[Dataset entries on where objects appear]
──────
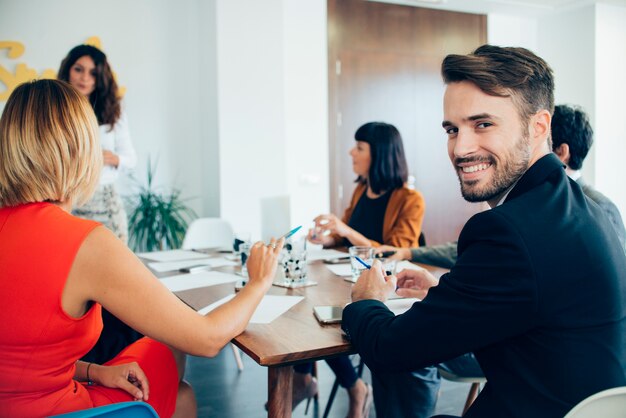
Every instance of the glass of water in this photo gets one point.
(294, 260)
(364, 253)
(244, 253)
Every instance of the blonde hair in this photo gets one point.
(49, 145)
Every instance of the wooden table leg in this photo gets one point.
(279, 386)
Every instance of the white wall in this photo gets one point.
(153, 46)
(610, 91)
(272, 108)
(232, 94)
(505, 30)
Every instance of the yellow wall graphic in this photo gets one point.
(23, 73)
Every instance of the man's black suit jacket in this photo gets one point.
(538, 294)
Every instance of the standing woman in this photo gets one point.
(86, 68)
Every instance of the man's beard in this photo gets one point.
(513, 167)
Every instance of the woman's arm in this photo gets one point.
(124, 149)
(107, 272)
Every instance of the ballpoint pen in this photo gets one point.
(290, 233)
(385, 254)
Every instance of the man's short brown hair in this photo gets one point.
(504, 72)
(49, 145)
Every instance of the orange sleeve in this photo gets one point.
(403, 219)
(356, 195)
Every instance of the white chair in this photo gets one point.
(208, 233)
(610, 403)
(211, 233)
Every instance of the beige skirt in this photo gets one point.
(106, 207)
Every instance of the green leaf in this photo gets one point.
(158, 220)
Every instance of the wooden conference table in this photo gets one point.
(295, 336)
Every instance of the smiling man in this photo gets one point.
(538, 292)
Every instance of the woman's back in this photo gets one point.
(39, 342)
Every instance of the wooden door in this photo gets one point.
──────
- **WORK REQUIRED**:
Copy out every entry above word for word, leaving the pictures out.

- **EXERCISE SOLUTION**:
Every instance of the glass of water in this photo gets one point.
(294, 260)
(364, 253)
(244, 253)
Every instance of the blonde hair in this photo gets one point.
(49, 145)
Every instance of the wooden table leg in this photo gets one point.
(279, 386)
Every instance of the white wall in this photo gets one point.
(153, 46)
(610, 91)
(272, 108)
(232, 94)
(505, 30)
Every instance of the yellow wall graphic in this photo gets one point.
(23, 73)
Every instance of the man's black suit jacket in this photo gets one point.
(538, 294)
Every instance of the standing woman in this photo gets one point.
(86, 68)
Every instance of the man's beard in this photo gets one point.
(513, 167)
Every instance of the woman's arm in this photo gets one point.
(124, 149)
(107, 272)
Every instance of the ballpoint pen in this photo gets one point.
(290, 233)
(385, 254)
Every instance of the man's short brown hair in this photo gets one point.
(504, 72)
(49, 145)
Every instance of the orange sleeve in this photo gets one point.
(403, 219)
(356, 195)
Every instance of the white chair in this photo gets one point.
(208, 233)
(610, 403)
(211, 233)
Every instance of the beige skirt in this photo gets one point.
(106, 207)
Every instance of the green leaf in this photo gets one point.
(158, 220)
Every instance of the wooden conference table in this photo gets one point.
(295, 336)
Every instance of the smiling man in this photo gets one point.
(538, 292)
Every instance of the woman's back in this photo gets one point.
(39, 342)
Every instance of the wooden door in this photo gets one point.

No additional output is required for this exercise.